Problem statement
All of the records must be repeated exactly.

##### Exercise data #####

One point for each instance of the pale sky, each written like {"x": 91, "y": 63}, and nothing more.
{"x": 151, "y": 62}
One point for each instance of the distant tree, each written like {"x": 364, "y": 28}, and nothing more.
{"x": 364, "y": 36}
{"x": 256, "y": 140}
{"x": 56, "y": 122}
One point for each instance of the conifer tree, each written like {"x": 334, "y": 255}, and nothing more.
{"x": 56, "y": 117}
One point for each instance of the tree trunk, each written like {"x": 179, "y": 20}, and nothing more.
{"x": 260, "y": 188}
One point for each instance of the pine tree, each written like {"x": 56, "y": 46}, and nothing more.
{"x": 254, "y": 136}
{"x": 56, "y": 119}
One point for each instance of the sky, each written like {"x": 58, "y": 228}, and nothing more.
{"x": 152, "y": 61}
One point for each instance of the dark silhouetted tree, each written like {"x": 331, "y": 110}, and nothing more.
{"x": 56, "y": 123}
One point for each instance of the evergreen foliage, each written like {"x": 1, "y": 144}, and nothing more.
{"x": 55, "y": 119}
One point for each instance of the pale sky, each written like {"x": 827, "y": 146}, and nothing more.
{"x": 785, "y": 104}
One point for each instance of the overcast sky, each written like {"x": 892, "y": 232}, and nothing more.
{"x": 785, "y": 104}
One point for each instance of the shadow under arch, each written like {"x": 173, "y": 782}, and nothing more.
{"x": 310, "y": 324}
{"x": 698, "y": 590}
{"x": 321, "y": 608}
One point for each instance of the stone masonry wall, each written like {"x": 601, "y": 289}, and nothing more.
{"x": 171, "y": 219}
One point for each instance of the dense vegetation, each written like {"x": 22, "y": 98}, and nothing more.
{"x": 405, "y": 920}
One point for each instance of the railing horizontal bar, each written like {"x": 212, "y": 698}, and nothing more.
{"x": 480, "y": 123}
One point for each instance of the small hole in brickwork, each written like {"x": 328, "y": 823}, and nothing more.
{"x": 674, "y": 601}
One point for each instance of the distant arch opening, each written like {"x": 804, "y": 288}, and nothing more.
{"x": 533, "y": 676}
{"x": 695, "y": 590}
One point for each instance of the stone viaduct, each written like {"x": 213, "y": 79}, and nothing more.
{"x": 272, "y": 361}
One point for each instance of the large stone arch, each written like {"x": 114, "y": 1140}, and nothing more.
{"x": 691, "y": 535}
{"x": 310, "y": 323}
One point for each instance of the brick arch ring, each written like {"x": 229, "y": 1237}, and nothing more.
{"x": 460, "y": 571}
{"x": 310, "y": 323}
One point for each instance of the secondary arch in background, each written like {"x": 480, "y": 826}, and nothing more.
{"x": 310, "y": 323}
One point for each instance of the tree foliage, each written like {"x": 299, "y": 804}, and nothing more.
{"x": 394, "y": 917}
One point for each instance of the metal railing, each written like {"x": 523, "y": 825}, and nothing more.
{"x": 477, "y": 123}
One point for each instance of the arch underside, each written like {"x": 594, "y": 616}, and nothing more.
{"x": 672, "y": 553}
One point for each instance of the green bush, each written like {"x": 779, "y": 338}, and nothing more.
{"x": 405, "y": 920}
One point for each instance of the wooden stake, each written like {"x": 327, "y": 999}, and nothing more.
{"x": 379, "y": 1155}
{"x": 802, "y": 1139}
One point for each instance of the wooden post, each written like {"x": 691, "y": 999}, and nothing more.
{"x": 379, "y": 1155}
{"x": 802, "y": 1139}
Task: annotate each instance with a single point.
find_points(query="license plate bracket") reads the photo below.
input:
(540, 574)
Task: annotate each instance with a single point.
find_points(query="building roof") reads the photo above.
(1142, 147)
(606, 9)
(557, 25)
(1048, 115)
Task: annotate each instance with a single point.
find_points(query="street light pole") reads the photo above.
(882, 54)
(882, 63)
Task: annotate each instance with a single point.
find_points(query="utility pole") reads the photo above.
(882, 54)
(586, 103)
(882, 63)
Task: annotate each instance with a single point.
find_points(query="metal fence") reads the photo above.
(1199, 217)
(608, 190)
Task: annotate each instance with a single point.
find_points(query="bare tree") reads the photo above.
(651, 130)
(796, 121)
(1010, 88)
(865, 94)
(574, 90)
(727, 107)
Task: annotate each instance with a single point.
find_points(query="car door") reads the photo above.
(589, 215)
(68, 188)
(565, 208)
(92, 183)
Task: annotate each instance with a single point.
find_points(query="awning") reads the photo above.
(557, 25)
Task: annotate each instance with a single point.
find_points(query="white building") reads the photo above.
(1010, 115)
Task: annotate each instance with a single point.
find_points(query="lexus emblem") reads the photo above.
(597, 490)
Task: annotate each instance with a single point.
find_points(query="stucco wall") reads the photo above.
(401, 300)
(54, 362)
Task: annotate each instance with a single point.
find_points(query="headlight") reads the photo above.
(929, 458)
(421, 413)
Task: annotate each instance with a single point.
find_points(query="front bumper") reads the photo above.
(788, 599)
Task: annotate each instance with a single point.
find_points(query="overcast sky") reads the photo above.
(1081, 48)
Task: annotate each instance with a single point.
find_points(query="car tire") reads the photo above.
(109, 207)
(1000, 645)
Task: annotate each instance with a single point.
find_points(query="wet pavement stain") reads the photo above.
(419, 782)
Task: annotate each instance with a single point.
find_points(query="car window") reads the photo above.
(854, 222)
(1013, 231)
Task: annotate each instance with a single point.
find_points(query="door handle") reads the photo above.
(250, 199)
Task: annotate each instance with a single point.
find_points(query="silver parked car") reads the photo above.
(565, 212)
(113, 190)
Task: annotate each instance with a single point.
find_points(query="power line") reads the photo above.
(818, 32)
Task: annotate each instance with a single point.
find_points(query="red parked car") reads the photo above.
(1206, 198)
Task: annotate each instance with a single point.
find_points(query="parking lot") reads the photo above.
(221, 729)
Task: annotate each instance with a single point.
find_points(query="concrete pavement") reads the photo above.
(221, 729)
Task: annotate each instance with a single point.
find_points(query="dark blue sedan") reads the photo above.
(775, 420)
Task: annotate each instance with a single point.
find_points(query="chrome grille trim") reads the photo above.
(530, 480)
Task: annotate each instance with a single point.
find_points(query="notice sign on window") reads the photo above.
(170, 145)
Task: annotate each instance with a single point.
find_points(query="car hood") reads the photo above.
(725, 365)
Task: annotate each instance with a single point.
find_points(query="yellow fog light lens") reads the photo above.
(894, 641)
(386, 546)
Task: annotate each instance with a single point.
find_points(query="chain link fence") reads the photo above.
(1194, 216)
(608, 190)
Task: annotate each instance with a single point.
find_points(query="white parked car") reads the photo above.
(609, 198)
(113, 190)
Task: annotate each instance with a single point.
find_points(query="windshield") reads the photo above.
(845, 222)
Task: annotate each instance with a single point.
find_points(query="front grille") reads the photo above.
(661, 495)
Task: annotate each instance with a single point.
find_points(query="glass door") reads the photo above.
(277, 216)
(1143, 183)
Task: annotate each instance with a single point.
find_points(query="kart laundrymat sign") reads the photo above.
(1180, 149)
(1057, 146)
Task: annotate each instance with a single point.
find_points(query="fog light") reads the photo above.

#####

Answer to this exercise
One point for each instance of the pale sky, each written like {"x": 91, "y": 63}, and nothing more.
{"x": 151, "y": 62}
One point for each instance of the distant tree, each written like {"x": 364, "y": 28}, and nothing more.
{"x": 364, "y": 36}
{"x": 256, "y": 140}
{"x": 56, "y": 122}
One point for each instance of the conifer tree, each written like {"x": 334, "y": 255}, and nothing more.
{"x": 56, "y": 117}
One point for each instance of the tree trunk, each written like {"x": 179, "y": 20}, and nothing more.
{"x": 260, "y": 188}
One point for each instance of the pine tree, each written like {"x": 56, "y": 46}, and nothing more.
{"x": 254, "y": 136}
{"x": 56, "y": 119}
One point for each instance of the sky, each written like {"x": 58, "y": 228}, and nothing more.
{"x": 152, "y": 61}
One point for each instance of the dark silhouetted tree, each written like {"x": 331, "y": 110}, and nothing more.
{"x": 56, "y": 123}
One point for each instance of the evergreen foliage, each written like {"x": 1, "y": 144}, and nothing more.
{"x": 55, "y": 119}
One point for each instance of the pale sky, each written like {"x": 827, "y": 146}, and nothing more.
{"x": 785, "y": 104}
One point for each instance of the overcast sky, each written like {"x": 892, "y": 232}, and nothing more.
{"x": 785, "y": 104}
One point for each instance of the shadow under arch, each written like {"x": 173, "y": 782}, and nothing more.
{"x": 310, "y": 324}
{"x": 698, "y": 590}
{"x": 321, "y": 608}
One point for each instance of the stone masonry wall, each written like {"x": 601, "y": 289}, and nothing more.
{"x": 171, "y": 219}
One point for each instance of the dense vegetation, each written like {"x": 22, "y": 98}, and nothing more.
{"x": 405, "y": 920}
One point for each instance of the railing horizontal bar, each written like {"x": 212, "y": 698}, and nothing more.
{"x": 480, "y": 123}
One point for each instance of the small hole in brickwork, each written like {"x": 328, "y": 823}, and nothing more.
{"x": 674, "y": 601}
One point for each instance of the distant arch opening, each written like {"x": 804, "y": 288}, and nothing more.
{"x": 533, "y": 676}
{"x": 695, "y": 590}
One point for each instance of the stone viaduct, each written like {"x": 213, "y": 79}, and nothing more.
{"x": 272, "y": 361}
One point for each instance of the large stone arch, each written like {"x": 114, "y": 1140}, and nothing more.
{"x": 691, "y": 535}
{"x": 310, "y": 323}
One point for each instance of the brick arch ring, each written like {"x": 229, "y": 1237}, and nothing more.
{"x": 460, "y": 571}
{"x": 310, "y": 323}
One point for each instance of the secondary arch in background, each written like {"x": 480, "y": 826}, and nothing more.
{"x": 310, "y": 323}
One point for each instance of the tree foliage, each written like {"x": 299, "y": 804}, and nothing more.
{"x": 394, "y": 917}
One point for each instance of the metal railing, each written like {"x": 523, "y": 825}, and nothing more.
{"x": 477, "y": 123}
One point for each instance of the arch underside, each written like {"x": 594, "y": 616}, and nothing more.
{"x": 672, "y": 553}
One point for each instance of the green bush, each written like {"x": 779, "y": 338}, and nothing more.
{"x": 405, "y": 920}
One point for each instance of the wooden stake, each written like {"x": 327, "y": 999}, and nothing more.
{"x": 379, "y": 1155}
{"x": 802, "y": 1139}
One point for each instance of the wooden post, each written like {"x": 691, "y": 999}, and nothing more.
{"x": 379, "y": 1155}
{"x": 802, "y": 1139}
Task: annotate each instance with a single point.
find_points(query="license plate bracket") reads the photo below.
input:
(540, 574)
Task: annotate each instance with a single point.
find_points(query="building roof") reads the photo above.
(1142, 147)
(606, 9)
(557, 25)
(1048, 115)
Task: annotate each instance with a single point.
find_points(query="street light pole") reads the photo above.
(882, 54)
(882, 63)
Task: annotate each instance with a single point.
find_points(query="utility pole") reads the photo above.
(882, 54)
(586, 103)
(882, 63)
Task: annotate each instance with a single point.
find_points(query="metal fence") reads the photo above.
(1199, 217)
(608, 190)
Task: annotate each instance with a single point.
find_points(query="bare tree") reads the photo above.
(651, 130)
(796, 121)
(1010, 88)
(865, 94)
(574, 90)
(727, 107)
Task: annotate each instance with a single point.
find_points(query="car door") reads the photo above.
(589, 215)
(68, 188)
(565, 208)
(92, 183)
Task: annotate each instance with a single point.
find_points(query="awning") reads the photo above.
(557, 25)
Task: annotate each instance with a single point.
find_points(query="white building") reads the photo above.
(1010, 115)
Task: annotate each instance with a single point.
find_points(query="lexus emblem") reads the photo above.
(597, 490)
Task: annotate each instance with a single point.
find_points(query="stucco wall") reads the photo above.
(401, 300)
(54, 362)
Task: annotate each instance with a single point.
find_points(query="headlight") reads the photo above.
(929, 458)
(421, 413)
Task: annotate each instance with a single point.
find_points(query="front bumper") reads the photo above.
(788, 599)
Task: annotate each instance with a single point.
find_points(query="overcast sky") reads the photo above.
(1081, 48)
Task: annotate each instance with a single point.
find_points(query="car tire") reads the photo above.
(109, 207)
(1000, 645)
Task: annotate each instance with a single point.
find_points(query="wet pavement stain") reads the photo above.
(419, 782)
Task: annotate each instance with a single point.
find_points(query="car window") reads the photo above.
(854, 222)
(1013, 231)
Task: annotate each instance with a single point.
find_points(query="door handle") reads the photo above.
(250, 199)
Task: annotate each instance with a single point.
find_points(query="silver parked car") reads the photo above.
(565, 212)
(113, 190)
Task: annotate each instance with a single point.
find_points(query="power line") reads the photo above.
(818, 32)
Task: annotate each instance with a single point.
find_points(query="red parked car") reads the photo above.
(1206, 198)
Task: annotate each instance with a single point.
find_points(query="parking lot") reads the photo above.
(221, 729)
Task: annotate each instance with a single point.
find_points(query="concrete pavement") reads the photo above.
(221, 729)
Task: annotate each instance with a single point.
find_points(query="dark blue sedan") reads the photo above.
(775, 420)
Task: annotate each instance with a single point.
find_points(query="chrome grille trim") reads the photo above.
(530, 480)
Task: annotate each instance with a single point.
find_points(query="notice sign on window") reads the photo above.
(170, 145)
Task: annotate each instance with a single point.
find_points(query="car hood") reads the photo above.
(725, 365)
Task: annotate each instance with a single point.
find_points(query="yellow fog light lens") reads the photo above.
(894, 641)
(386, 546)
Task: annotate each instance with a single point.
find_points(query="chain link fence") reads the photo above.
(1194, 216)
(608, 190)
Task: annotate each instance with a single point.
find_points(query="white parked car") reads the photo above.
(609, 198)
(113, 190)
Task: annotate each instance with a single point.
find_points(query="windshield") reads the photo above.
(845, 222)
Task: annotate each instance with a single point.
find_points(query="front grille") reads the photo above.
(661, 495)
Task: annotate each instance with a single point.
find_points(query="glass door") reads the photo above.
(277, 216)
(1143, 183)
Task: annotate each instance with a single point.
find_points(query="kart laundrymat sign") reads the photo above.
(1180, 149)
(1057, 146)
Task: annotate each instance with a single point.
find_points(query="fog light") reads the photo above.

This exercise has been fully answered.